### WHAT NEEDS TO BE DONE
How many lines in the data below contain the string "yellow"? Matching is case-sensitive, and the reply should be the number alone.

[Begin TASK INPUTS]

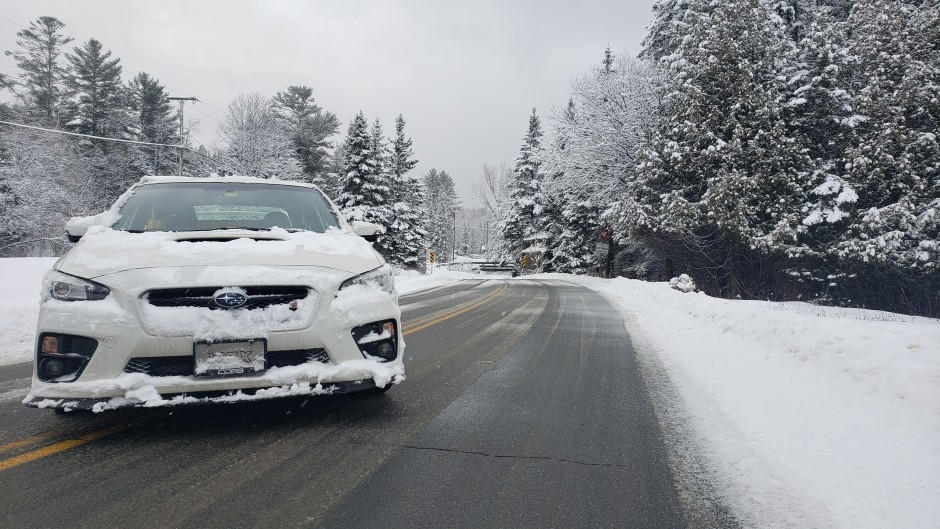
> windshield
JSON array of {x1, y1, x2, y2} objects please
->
[{"x1": 113, "y1": 182, "x2": 339, "y2": 233}]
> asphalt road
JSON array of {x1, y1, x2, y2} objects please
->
[{"x1": 0, "y1": 280, "x2": 688, "y2": 528}]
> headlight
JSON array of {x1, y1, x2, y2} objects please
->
[
  {"x1": 43, "y1": 270, "x2": 111, "y2": 301},
  {"x1": 339, "y1": 265, "x2": 395, "y2": 294}
]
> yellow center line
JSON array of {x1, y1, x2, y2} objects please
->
[
  {"x1": 403, "y1": 285, "x2": 505, "y2": 327},
  {"x1": 402, "y1": 283, "x2": 509, "y2": 336},
  {"x1": 0, "y1": 421, "x2": 142, "y2": 472},
  {"x1": 0, "y1": 283, "x2": 509, "y2": 472},
  {"x1": 0, "y1": 417, "x2": 123, "y2": 454}
]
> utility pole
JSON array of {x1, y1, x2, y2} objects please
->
[
  {"x1": 483, "y1": 220, "x2": 494, "y2": 259},
  {"x1": 167, "y1": 97, "x2": 199, "y2": 176}
]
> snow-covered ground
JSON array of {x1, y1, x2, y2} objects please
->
[
  {"x1": 0, "y1": 257, "x2": 480, "y2": 365},
  {"x1": 536, "y1": 274, "x2": 940, "y2": 529},
  {"x1": 0, "y1": 257, "x2": 56, "y2": 365},
  {"x1": 0, "y1": 258, "x2": 940, "y2": 529}
]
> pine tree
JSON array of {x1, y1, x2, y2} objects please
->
[
  {"x1": 424, "y1": 169, "x2": 459, "y2": 262},
  {"x1": 272, "y1": 86, "x2": 339, "y2": 182},
  {"x1": 337, "y1": 112, "x2": 391, "y2": 243},
  {"x1": 386, "y1": 115, "x2": 427, "y2": 268},
  {"x1": 6, "y1": 16, "x2": 72, "y2": 119},
  {"x1": 127, "y1": 72, "x2": 179, "y2": 174},
  {"x1": 65, "y1": 39, "x2": 126, "y2": 136},
  {"x1": 497, "y1": 108, "x2": 545, "y2": 257},
  {"x1": 839, "y1": 0, "x2": 940, "y2": 270}
]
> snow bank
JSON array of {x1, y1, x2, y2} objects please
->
[
  {"x1": 540, "y1": 274, "x2": 940, "y2": 529},
  {"x1": 0, "y1": 257, "x2": 56, "y2": 365},
  {"x1": 395, "y1": 268, "x2": 484, "y2": 295},
  {"x1": 0, "y1": 257, "x2": 466, "y2": 365}
]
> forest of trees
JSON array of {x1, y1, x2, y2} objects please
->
[
  {"x1": 496, "y1": 0, "x2": 940, "y2": 316},
  {"x1": 0, "y1": 16, "x2": 448, "y2": 268},
  {"x1": 0, "y1": 0, "x2": 940, "y2": 316}
]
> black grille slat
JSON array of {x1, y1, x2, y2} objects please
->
[
  {"x1": 124, "y1": 356, "x2": 194, "y2": 377},
  {"x1": 144, "y1": 286, "x2": 310, "y2": 310},
  {"x1": 268, "y1": 349, "x2": 330, "y2": 367},
  {"x1": 124, "y1": 349, "x2": 331, "y2": 377}
]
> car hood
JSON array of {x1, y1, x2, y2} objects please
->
[{"x1": 56, "y1": 228, "x2": 382, "y2": 279}]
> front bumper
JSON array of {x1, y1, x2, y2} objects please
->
[
  {"x1": 23, "y1": 378, "x2": 397, "y2": 413},
  {"x1": 23, "y1": 267, "x2": 405, "y2": 411}
]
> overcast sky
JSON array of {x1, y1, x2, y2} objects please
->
[{"x1": 0, "y1": 0, "x2": 655, "y2": 205}]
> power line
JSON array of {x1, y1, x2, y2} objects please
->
[
  {"x1": 0, "y1": 121, "x2": 182, "y2": 146},
  {"x1": 0, "y1": 121, "x2": 212, "y2": 160},
  {"x1": 167, "y1": 97, "x2": 199, "y2": 176},
  {"x1": 0, "y1": 15, "x2": 26, "y2": 28}
]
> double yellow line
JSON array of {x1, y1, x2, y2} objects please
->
[
  {"x1": 401, "y1": 283, "x2": 509, "y2": 336},
  {"x1": 0, "y1": 282, "x2": 509, "y2": 472}
]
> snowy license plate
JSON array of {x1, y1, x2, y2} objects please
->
[{"x1": 193, "y1": 339, "x2": 267, "y2": 377}]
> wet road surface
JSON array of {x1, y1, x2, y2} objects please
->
[{"x1": 0, "y1": 280, "x2": 684, "y2": 528}]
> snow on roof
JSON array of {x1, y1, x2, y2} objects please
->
[
  {"x1": 523, "y1": 231, "x2": 549, "y2": 241},
  {"x1": 139, "y1": 174, "x2": 317, "y2": 188}
]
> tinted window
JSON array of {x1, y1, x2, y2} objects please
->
[{"x1": 114, "y1": 182, "x2": 339, "y2": 233}]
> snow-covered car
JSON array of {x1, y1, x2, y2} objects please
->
[{"x1": 23, "y1": 176, "x2": 404, "y2": 411}]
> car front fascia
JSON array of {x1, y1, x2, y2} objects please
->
[{"x1": 24, "y1": 263, "x2": 404, "y2": 409}]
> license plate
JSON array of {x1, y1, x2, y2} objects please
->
[{"x1": 193, "y1": 339, "x2": 267, "y2": 377}]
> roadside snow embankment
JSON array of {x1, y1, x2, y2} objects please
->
[
  {"x1": 0, "y1": 257, "x2": 56, "y2": 365},
  {"x1": 0, "y1": 257, "x2": 468, "y2": 365},
  {"x1": 550, "y1": 275, "x2": 940, "y2": 528},
  {"x1": 395, "y1": 268, "x2": 484, "y2": 296}
]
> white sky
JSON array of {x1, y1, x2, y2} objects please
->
[{"x1": 0, "y1": 0, "x2": 654, "y2": 205}]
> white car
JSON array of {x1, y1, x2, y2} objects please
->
[{"x1": 23, "y1": 176, "x2": 404, "y2": 411}]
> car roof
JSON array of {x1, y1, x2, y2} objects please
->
[{"x1": 139, "y1": 175, "x2": 319, "y2": 189}]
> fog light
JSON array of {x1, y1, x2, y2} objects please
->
[
  {"x1": 39, "y1": 358, "x2": 65, "y2": 378},
  {"x1": 42, "y1": 336, "x2": 59, "y2": 354},
  {"x1": 375, "y1": 340, "x2": 395, "y2": 360}
]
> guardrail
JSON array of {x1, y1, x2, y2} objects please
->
[{"x1": 447, "y1": 261, "x2": 515, "y2": 273}]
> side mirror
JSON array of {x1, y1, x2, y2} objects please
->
[
  {"x1": 65, "y1": 217, "x2": 88, "y2": 242},
  {"x1": 349, "y1": 220, "x2": 385, "y2": 242}
]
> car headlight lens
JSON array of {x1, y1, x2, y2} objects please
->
[
  {"x1": 339, "y1": 265, "x2": 395, "y2": 294},
  {"x1": 44, "y1": 271, "x2": 111, "y2": 301}
]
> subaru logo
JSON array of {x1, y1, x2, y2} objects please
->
[{"x1": 215, "y1": 292, "x2": 248, "y2": 309}]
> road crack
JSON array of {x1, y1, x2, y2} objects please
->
[{"x1": 400, "y1": 445, "x2": 629, "y2": 468}]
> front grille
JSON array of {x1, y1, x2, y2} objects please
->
[
  {"x1": 143, "y1": 286, "x2": 310, "y2": 310},
  {"x1": 124, "y1": 349, "x2": 330, "y2": 377},
  {"x1": 268, "y1": 349, "x2": 330, "y2": 367},
  {"x1": 124, "y1": 355, "x2": 194, "y2": 377}
]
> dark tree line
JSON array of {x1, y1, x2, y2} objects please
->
[{"x1": 502, "y1": 0, "x2": 940, "y2": 315}]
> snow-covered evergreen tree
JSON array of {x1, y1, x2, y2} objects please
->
[
  {"x1": 271, "y1": 86, "x2": 339, "y2": 182},
  {"x1": 7, "y1": 16, "x2": 73, "y2": 124},
  {"x1": 127, "y1": 72, "x2": 179, "y2": 174},
  {"x1": 65, "y1": 39, "x2": 128, "y2": 137},
  {"x1": 497, "y1": 108, "x2": 545, "y2": 258},
  {"x1": 386, "y1": 115, "x2": 427, "y2": 268},
  {"x1": 839, "y1": 0, "x2": 940, "y2": 273},
  {"x1": 337, "y1": 112, "x2": 391, "y2": 248},
  {"x1": 424, "y1": 169, "x2": 459, "y2": 262}
]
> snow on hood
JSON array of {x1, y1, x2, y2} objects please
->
[{"x1": 56, "y1": 226, "x2": 382, "y2": 279}]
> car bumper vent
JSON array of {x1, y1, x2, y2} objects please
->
[
  {"x1": 124, "y1": 349, "x2": 331, "y2": 377},
  {"x1": 268, "y1": 349, "x2": 331, "y2": 367},
  {"x1": 124, "y1": 356, "x2": 194, "y2": 377},
  {"x1": 143, "y1": 286, "x2": 310, "y2": 310}
]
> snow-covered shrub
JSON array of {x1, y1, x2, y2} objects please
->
[{"x1": 669, "y1": 274, "x2": 697, "y2": 293}]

[End TASK INPUTS]

### COMPLETE RESPONSE
2